— Start —

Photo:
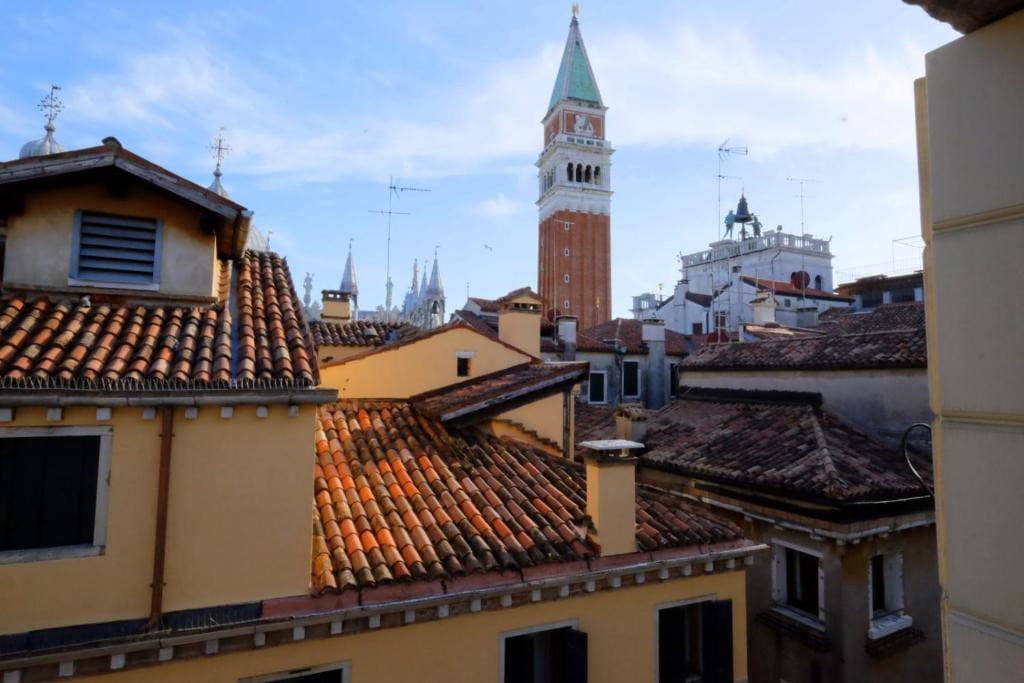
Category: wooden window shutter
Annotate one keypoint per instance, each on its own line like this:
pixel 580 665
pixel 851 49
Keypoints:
pixel 573 659
pixel 717 642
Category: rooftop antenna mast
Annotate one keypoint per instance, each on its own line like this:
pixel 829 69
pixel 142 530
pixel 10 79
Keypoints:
pixel 393 190
pixel 724 152
pixel 803 260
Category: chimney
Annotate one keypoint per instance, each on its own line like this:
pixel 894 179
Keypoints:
pixel 611 495
pixel 652 335
pixel 807 316
pixel 519 325
pixel 764 308
pixel 565 328
pixel 336 306
pixel 631 423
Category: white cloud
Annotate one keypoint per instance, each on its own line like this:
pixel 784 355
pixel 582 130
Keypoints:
pixel 498 207
pixel 683 86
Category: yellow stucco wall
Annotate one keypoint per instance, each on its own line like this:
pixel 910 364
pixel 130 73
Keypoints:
pixel 544 417
pixel 972 189
pixel 237 485
pixel 39 240
pixel 411 369
pixel 621 628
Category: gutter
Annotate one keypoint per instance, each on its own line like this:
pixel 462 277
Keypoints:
pixel 160 538
pixel 112 399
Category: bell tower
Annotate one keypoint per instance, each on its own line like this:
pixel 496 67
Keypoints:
pixel 574 174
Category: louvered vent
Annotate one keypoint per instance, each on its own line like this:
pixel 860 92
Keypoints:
pixel 118 249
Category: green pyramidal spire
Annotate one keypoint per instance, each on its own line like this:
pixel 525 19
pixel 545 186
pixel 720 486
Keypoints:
pixel 576 78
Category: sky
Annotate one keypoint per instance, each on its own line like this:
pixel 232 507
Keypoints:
pixel 324 102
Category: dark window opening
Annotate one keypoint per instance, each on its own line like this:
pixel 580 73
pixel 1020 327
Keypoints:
pixel 802 582
pixel 870 299
pixel 694 643
pixel 48 492
pixel 558 655
pixel 596 391
pixel 631 378
pixel 878 585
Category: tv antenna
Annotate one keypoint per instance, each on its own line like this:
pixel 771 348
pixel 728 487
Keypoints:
pixel 802 197
pixel 724 153
pixel 803 260
pixel 393 190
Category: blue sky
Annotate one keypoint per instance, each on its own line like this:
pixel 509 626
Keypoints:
pixel 324 101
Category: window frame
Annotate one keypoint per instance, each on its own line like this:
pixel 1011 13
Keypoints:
pixel 658 608
pixel 75 280
pixel 344 667
pixel 98 545
pixel 639 382
pixel 779 595
pixel 526 631
pixel 604 381
pixel 894 617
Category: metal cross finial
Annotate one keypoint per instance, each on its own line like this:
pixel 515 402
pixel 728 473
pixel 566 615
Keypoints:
pixel 219 147
pixel 51 104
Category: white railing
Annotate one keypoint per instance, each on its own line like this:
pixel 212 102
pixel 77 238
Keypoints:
pixel 761 243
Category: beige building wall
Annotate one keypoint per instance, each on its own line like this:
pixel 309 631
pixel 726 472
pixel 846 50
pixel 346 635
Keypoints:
pixel 429 364
pixel 621 627
pixel 237 485
pixel 971 146
pixel 39 239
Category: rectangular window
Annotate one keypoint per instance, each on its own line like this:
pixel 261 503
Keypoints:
pixel 332 673
pixel 52 491
pixel 694 642
pixel 552 655
pixel 798 582
pixel 116 249
pixel 631 379
pixel 597 391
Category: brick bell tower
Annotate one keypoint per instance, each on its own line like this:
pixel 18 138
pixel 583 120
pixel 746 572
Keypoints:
pixel 574 249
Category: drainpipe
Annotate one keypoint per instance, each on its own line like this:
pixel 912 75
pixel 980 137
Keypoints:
pixel 160 542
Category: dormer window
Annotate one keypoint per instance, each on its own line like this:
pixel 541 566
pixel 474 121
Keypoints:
pixel 116 250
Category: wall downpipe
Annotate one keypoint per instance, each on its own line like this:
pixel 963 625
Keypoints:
pixel 160 539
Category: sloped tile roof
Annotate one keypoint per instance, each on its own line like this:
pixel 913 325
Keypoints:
pixel 782 447
pixel 787 289
pixel 907 315
pixel 629 334
pixel 900 348
pixel 358 333
pixel 486 391
pixel 107 344
pixel 399 497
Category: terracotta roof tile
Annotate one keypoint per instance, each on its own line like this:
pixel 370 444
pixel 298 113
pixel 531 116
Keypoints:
pixel 900 348
pixel 358 333
pixel 499 388
pixel 629 335
pixel 72 345
pixel 481 504
pixel 783 447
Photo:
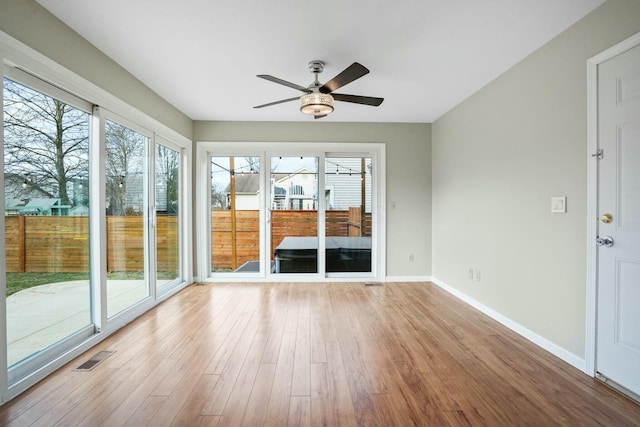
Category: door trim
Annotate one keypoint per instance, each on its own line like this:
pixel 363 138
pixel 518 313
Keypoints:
pixel 592 195
pixel 202 200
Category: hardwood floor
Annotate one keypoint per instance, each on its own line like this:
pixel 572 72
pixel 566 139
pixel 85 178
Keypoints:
pixel 325 354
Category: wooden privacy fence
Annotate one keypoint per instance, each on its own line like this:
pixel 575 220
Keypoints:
pixel 283 223
pixel 56 244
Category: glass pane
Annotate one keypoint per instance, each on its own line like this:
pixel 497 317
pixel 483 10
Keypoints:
pixel 235 214
pixel 126 201
pixel 348 214
pixel 294 214
pixel 167 215
pixel 46 160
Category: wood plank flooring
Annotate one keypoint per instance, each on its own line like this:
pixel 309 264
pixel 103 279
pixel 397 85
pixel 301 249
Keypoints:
pixel 319 354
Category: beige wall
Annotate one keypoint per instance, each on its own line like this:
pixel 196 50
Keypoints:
pixel 28 22
pixel 498 158
pixel 408 175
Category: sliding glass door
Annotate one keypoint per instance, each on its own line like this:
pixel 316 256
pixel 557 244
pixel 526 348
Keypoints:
pixel 293 210
pixel 46 223
pixel 235 214
pixel 348 192
pixel 168 221
pixel 318 208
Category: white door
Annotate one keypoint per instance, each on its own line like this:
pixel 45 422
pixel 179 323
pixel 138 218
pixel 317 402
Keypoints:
pixel 618 299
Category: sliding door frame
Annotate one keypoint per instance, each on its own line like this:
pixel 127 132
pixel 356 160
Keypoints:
pixel 207 149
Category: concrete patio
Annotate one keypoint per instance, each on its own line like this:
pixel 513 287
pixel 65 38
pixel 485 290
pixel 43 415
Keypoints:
pixel 43 315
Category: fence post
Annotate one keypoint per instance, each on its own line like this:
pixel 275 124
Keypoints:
pixel 22 250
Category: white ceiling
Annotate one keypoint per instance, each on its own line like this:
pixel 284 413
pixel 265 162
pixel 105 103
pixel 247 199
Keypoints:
pixel 425 56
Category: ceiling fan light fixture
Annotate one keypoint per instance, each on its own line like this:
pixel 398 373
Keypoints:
pixel 316 104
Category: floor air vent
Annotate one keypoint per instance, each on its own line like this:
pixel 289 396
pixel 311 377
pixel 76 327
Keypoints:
pixel 93 362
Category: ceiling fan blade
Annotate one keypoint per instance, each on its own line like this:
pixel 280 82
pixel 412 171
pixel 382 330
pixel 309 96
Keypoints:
pixel 277 102
pixel 351 73
pixel 284 82
pixel 357 99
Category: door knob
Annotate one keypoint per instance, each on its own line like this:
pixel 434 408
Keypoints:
pixel 604 241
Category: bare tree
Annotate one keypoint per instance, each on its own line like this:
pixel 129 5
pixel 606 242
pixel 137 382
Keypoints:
pixel 124 166
pixel 45 140
pixel 167 170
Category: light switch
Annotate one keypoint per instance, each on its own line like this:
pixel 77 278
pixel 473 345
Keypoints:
pixel 559 204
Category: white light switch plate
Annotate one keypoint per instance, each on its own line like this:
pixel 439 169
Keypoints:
pixel 559 204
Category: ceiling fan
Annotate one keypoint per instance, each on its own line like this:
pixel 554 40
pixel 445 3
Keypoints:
pixel 318 99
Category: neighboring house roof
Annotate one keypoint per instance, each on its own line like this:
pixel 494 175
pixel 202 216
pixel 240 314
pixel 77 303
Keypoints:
pixel 245 183
pixel 38 206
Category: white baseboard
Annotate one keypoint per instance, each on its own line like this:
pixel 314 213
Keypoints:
pixel 408 279
pixel 551 347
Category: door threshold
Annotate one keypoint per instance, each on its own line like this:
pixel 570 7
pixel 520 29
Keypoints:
pixel 617 387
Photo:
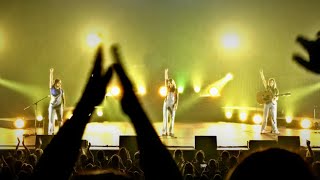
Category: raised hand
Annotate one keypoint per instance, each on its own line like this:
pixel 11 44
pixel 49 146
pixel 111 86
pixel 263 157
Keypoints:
pixel 95 90
pixel 129 100
pixel 313 50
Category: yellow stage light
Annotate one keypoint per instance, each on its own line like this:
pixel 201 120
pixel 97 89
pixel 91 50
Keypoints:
pixel 19 123
pixel 141 90
pixel 93 40
pixel 305 123
pixel 163 91
pixel 214 91
pixel 99 112
pixel 196 89
pixel 228 114
pixel 180 89
pixel 257 119
pixel 39 118
pixel 115 91
pixel 243 116
pixel 230 41
pixel 288 119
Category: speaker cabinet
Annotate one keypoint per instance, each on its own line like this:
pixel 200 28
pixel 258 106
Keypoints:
pixel 208 144
pixel 130 143
pixel 45 139
pixel 261 144
pixel 289 142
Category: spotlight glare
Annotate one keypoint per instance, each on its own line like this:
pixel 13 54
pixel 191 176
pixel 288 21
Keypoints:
pixel 229 77
pixel 243 116
pixel 230 41
pixel 214 91
pixel 288 119
pixel 228 114
pixel 180 89
pixel 141 90
pixel 115 91
pixel 93 40
pixel 257 119
pixel 305 123
pixel 39 118
pixel 197 89
pixel 163 91
pixel 19 123
pixel 99 112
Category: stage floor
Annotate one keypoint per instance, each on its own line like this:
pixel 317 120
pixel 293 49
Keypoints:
pixel 229 135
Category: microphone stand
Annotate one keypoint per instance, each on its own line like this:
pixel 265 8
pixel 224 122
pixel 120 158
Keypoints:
pixel 35 112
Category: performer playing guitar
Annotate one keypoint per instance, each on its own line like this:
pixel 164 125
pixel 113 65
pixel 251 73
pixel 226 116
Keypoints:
pixel 270 105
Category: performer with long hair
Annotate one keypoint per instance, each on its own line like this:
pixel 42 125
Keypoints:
pixel 56 104
pixel 270 105
pixel 170 106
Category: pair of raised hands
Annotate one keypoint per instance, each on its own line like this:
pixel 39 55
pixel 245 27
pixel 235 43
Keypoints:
pixel 95 89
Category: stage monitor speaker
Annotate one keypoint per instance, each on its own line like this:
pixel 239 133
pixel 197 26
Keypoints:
pixel 289 142
pixel 261 144
pixel 130 143
pixel 208 144
pixel 46 139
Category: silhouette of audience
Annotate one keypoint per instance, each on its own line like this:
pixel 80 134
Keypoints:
pixel 63 158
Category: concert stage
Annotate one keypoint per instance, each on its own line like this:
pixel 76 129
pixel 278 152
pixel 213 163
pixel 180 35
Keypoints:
pixel 229 135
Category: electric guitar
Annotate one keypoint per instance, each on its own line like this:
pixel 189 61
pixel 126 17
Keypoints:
pixel 266 96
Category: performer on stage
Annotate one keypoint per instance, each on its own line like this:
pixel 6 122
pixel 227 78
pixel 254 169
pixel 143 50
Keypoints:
pixel 169 106
pixel 56 104
pixel 270 105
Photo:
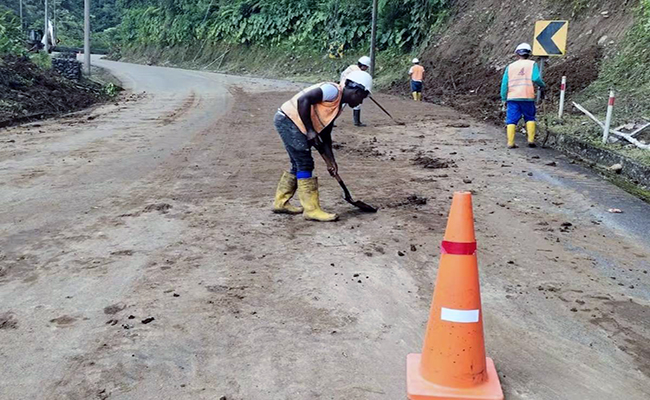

— End —

Which lines of the items above contain the word "stage"? Gather each one and copy it out in full.

→ SOLUTION:
Category: yellow stage light
Category: stage floor
Category: stage monitor speaker
Category: concert stage
Category: performer on stage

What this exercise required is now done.